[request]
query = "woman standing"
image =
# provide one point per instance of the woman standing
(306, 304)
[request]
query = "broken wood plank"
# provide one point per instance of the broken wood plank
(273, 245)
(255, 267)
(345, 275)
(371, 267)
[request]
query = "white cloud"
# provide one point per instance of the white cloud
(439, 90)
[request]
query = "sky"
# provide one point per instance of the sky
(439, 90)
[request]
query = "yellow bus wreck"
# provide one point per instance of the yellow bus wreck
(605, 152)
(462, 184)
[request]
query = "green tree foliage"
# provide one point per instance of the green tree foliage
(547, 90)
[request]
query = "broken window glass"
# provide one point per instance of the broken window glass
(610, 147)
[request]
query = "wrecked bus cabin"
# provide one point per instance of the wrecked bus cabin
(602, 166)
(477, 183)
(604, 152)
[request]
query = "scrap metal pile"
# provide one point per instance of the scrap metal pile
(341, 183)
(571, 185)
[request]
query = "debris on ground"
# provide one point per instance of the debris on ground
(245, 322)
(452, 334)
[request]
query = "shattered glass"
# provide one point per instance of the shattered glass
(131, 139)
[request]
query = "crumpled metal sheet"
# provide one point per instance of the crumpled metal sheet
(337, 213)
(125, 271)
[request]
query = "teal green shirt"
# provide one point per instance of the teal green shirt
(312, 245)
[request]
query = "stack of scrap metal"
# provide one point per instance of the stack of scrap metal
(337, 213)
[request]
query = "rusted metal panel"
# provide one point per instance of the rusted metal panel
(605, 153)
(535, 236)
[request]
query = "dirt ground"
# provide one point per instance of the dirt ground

* * *

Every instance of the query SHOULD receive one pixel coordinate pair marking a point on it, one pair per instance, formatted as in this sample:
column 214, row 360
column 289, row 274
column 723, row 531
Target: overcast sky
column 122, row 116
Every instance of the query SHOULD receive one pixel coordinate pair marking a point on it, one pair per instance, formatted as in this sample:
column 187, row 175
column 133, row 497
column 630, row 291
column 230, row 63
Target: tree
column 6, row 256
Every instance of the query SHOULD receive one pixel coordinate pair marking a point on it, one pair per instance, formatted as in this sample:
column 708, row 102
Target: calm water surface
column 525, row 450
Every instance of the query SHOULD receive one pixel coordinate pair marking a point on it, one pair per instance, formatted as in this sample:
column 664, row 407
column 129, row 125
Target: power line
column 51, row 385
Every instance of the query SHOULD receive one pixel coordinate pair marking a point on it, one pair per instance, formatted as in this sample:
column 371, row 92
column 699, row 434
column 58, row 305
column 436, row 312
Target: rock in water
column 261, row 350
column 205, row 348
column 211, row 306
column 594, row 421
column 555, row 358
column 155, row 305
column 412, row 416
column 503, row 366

**Try it:**
Gather each line of the listing that holds the string "dirt".

**Solved problem:**
query = "dirt ground"
# provide one point per instance of the dirt ground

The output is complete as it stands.